▸ **Excerpt provided**
20 Business Trends Leaders Will Adopt in 2016

December 31, 2015

Category: HR Tips & Trends

20 Business Trends Leaders Will Adopt in 2016

It’s the end of December, which means everyone becomes clairvoyant. So what’s in store for businesses in the new year? In 2015, changes to workplace structure became part of mainstream conversation. Companies experimented with flattened hierarchies and flex time. Employees focused less on climbing the corporate ladder, and more on acquiring a diverse set of transferrable skills. Everybody talked about analytics and automation. Expect more of all this next year, and follow the wisdom of these 20 thought leaders to keep your company on-trend in 2016!

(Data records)

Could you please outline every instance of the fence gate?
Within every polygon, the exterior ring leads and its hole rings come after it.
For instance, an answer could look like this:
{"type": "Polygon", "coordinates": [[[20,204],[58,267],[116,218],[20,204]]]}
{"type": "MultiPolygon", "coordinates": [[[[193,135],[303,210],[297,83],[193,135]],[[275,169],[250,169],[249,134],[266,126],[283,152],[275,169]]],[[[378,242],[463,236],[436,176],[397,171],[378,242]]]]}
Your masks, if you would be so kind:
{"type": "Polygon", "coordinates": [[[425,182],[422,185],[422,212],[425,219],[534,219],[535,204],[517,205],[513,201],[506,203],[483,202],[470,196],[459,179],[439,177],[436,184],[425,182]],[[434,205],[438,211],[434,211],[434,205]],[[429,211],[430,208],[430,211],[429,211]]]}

▸ **Problem description**
Return the passage of the 2016 business trends article starting with "Category: HR Tips" and going on through "on-trend in 2016!", copied word for word.

▸ **Task answer**
Category: HR Tips & Trends

20 Business Trends Leaders Will Adopt in 2016

It’s the end of December, which means everyone becomes clairvoyant. So what’s in store for businesses in the new year? In 2015, changes to workplace structure became part of mainstream conversation. Companies experimented with flattened hierarchies and flex time. Employees focused less on climbing the corporate ladder, and more on acquiring a diverse set of transferrable skills. Everybody talked about analytics and automation. Expect more of all this next year, and follow the wisdom of these 20 thought leaders to keep your company on-trend in 2016!